_Job_
Return these lines word for word.

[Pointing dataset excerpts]
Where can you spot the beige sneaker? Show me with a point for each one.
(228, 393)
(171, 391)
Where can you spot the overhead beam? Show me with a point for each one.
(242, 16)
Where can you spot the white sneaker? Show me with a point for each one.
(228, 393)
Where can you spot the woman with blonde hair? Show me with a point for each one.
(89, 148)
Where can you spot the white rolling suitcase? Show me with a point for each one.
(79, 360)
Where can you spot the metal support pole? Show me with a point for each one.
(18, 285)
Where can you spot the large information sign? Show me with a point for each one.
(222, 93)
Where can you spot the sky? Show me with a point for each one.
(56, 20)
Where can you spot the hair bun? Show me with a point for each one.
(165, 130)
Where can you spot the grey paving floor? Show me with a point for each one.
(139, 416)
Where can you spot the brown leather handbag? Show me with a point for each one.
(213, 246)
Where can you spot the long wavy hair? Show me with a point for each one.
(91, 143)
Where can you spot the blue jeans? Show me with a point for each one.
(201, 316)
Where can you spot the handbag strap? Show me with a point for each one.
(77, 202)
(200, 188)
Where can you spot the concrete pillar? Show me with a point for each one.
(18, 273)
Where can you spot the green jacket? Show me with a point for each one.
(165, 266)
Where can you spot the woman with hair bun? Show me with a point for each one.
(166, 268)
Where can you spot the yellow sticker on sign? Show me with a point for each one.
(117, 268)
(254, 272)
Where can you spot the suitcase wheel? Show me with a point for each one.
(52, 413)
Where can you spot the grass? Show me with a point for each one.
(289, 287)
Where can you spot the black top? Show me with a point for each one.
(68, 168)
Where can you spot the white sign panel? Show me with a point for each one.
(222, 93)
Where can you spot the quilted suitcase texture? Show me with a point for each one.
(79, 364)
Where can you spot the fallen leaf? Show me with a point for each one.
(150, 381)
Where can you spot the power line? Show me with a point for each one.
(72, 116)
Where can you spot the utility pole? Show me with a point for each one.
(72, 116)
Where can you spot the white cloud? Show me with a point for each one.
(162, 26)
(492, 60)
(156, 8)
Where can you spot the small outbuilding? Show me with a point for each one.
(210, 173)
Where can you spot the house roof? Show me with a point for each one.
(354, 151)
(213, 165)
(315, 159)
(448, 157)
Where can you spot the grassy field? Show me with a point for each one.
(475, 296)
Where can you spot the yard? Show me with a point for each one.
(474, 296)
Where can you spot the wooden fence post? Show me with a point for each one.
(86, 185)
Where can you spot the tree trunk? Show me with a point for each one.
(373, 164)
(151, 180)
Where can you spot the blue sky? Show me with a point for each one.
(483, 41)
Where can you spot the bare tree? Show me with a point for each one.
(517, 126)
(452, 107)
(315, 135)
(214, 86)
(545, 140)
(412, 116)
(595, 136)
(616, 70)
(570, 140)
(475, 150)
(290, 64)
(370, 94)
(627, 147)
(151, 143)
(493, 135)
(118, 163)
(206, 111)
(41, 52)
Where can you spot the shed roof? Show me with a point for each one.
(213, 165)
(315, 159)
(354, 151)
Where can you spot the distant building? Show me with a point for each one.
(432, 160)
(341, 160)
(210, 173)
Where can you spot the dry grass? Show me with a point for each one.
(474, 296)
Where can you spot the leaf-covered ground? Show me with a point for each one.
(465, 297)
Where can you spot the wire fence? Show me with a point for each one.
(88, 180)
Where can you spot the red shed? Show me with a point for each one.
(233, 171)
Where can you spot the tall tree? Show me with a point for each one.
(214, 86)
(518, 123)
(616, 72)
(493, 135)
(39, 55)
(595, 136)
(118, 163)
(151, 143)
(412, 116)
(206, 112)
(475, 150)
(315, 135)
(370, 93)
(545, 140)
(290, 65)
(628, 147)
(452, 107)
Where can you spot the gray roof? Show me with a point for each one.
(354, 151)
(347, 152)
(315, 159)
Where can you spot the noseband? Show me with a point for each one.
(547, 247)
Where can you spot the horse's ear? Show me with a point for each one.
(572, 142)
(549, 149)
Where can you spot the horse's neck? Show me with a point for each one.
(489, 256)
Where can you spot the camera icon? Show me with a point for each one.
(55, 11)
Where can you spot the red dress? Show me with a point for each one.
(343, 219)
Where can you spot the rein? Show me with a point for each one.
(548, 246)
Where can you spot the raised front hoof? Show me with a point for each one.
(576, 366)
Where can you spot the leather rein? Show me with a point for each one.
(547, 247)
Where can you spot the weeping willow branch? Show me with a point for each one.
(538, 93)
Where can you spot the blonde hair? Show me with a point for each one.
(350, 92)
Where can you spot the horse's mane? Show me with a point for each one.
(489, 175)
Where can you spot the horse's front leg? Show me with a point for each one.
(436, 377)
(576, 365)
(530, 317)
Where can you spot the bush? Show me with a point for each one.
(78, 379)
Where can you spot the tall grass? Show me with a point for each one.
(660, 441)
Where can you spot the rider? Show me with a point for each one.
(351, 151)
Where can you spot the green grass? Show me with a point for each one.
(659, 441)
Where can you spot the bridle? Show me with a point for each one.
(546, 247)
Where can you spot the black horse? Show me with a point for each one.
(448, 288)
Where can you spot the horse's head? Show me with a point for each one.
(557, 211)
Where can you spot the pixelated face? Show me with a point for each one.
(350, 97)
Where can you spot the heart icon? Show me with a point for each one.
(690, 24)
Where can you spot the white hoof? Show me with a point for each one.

_Task output_
Where can you spot the beige sneaker? Show me with a point for each one.
(228, 393)
(171, 391)
Where can you spot the overhead beam? Show me with a point for each one.
(242, 16)
Where can you spot the white sneaker? Show me with a point for each one.
(228, 393)
Where can you spot the woman with blonde hair? Show me with a point for each one.
(89, 148)
Where can you spot the white rolling suitcase? Show me with a point for each one.
(79, 360)
Where can you spot the metal support pole? Show me with a point for each one.
(18, 285)
Where can you spot the large information sign? Show me with a point for each one.
(222, 93)
Where can you spot the sky? Show me with a point for each one.
(56, 20)
Where can you spot the hair bun? Show me with a point for each one.
(165, 130)
Where can you spot the grey paving floor? Show me with a point for each one.
(139, 416)
Where can you spot the brown leather handbag? Show me with a point for each one.
(213, 246)
Where can you spot the long wavy hair? Show me with a point for each one.
(91, 143)
Where can you spot the blue jeans? Show me with a point for each one.
(201, 316)
Where can you spot the handbag strap? Show me with a point for each one.
(77, 202)
(200, 188)
Where can you spot the concrete pillar? Show me with a point for each one.
(18, 273)
Where can you spot the green jacket? Show me with a point for each one.
(165, 266)
Where can you spot the woman with hair bun? Show me with a point for each one.
(166, 268)
Where can you spot the yellow sticker on sign? Show me with a point for each one.
(117, 268)
(254, 272)
Where can you spot the suitcase wheel? Show me with a point for each one.
(52, 413)
Where can you spot the grass? Show me with a point for each one.
(289, 287)
Where can you spot the black top? Show me with a point for each one.
(68, 168)
Where can you spot the white sign panel? Show me with a point for each one.
(222, 93)
Where can you spot the quilted suitcase texture? Show me with a point for each one.
(79, 364)
Where can you spot the fallen leaf? Show me with a point for each one.
(150, 381)
Where can you spot the power line? Show me with a point for each one.
(72, 116)
Where can you spot the utility pole? Show me with a point for each one.
(72, 116)
Where can you spot the white cloud? Show me with a point for each one.
(162, 26)
(492, 60)
(156, 8)
Where can you spot the small outbuilding? Show me with a point for each one.
(210, 173)
Where can you spot the house roof? Show me with a point for each one.
(354, 151)
(213, 165)
(315, 159)
(448, 157)
Where can you spot the grassy field? Show me with a point for each one.
(475, 296)
Where can you spot the yard? Show me with a point for each one.
(474, 296)
Where can you spot the wooden fence post? Show me with a point for each one.
(86, 185)
Where can you spot the tree trunk? Show me with a point for each one.
(373, 164)
(151, 180)
Where can you spot the blue sky? Show me with a point for each one.
(483, 41)
Where can you spot the bare tree? Show me with a point for each one.
(517, 126)
(452, 107)
(315, 135)
(214, 86)
(545, 140)
(412, 116)
(595, 136)
(616, 70)
(570, 140)
(475, 150)
(290, 64)
(370, 94)
(627, 147)
(151, 143)
(493, 135)
(118, 163)
(206, 111)
(41, 52)
Where can you spot the shed roof? Show me with a point for each one.
(213, 165)
(315, 159)
(354, 151)
Where can you spot the distant building? Show me with a point for each one.
(432, 160)
(341, 160)
(210, 173)
Where can you spot the dry grass? Show me with a point for each one.
(474, 296)
Where can you spot the leaf-covered ground? Show me with a point for each one.
(465, 297)
Where can you spot the wire fence? Show me with a point for each one.
(88, 180)
Where can you spot the red shed? Show me with a point for each one.
(233, 171)
Where can you spot the tall tree? Show me with a point for each one.
(214, 86)
(518, 123)
(616, 72)
(493, 135)
(39, 55)
(595, 136)
(118, 163)
(151, 143)
(412, 116)
(206, 112)
(475, 150)
(315, 135)
(370, 93)
(545, 140)
(290, 65)
(628, 147)
(452, 107)
Where can you spot the gray roof? Show me with a point for each one.
(354, 151)
(347, 152)
(315, 159)
Where can you spot the noseband? Show me with a point for each one.
(547, 247)
Where can you spot the horse's ear? Show me with a point for each one.
(572, 142)
(549, 149)
Where can you spot the horse's neck? Show me with a point for each one.
(489, 256)
Where can you spot the camera icon? Show me with a point for each one.
(55, 11)
Where can you spot the red dress? Show me with a point for each one.
(343, 219)
Where can you spot the rein? Show me with a point for each one.
(548, 246)
Where can you spot the raised front hoof? Show me with a point for each one.
(576, 366)
Where can you spot the leather rein? Show me with a point for each one.
(547, 247)
Where can you spot the weeping willow branch? Show me with a point for each one.
(538, 93)
Where can you spot the blonde hair? Show me with a point for each one.
(350, 92)
Where can you spot the horse's mane? Show me with a point for each one.
(489, 175)
Where can you spot the horse's front leg? Show me with a point for each one.
(436, 377)
(576, 365)
(530, 317)
Where can you spot the bush? Show me with a point for each one.
(78, 379)
Where can you spot the tall grass? Show me with a point for each one.
(660, 441)
Where can you spot the rider? Show me with a point for each one.
(351, 151)
Where can you spot the green grass? Show me with a point for each one.
(659, 441)
Where can you spot the bridle? Show me with a point for each one.
(546, 247)
Where can you spot the black horse? Show me with a point for each one.
(448, 288)
Where can you spot the horse's head? Show me with a point for each one.
(557, 211)
Where can you spot the pixelated face? Show me with a point for each one.
(350, 97)
Where can you spot the heart icon? Show me with a point for each one.
(690, 24)
Where can you spot the white hoof? Show me with a point for each one.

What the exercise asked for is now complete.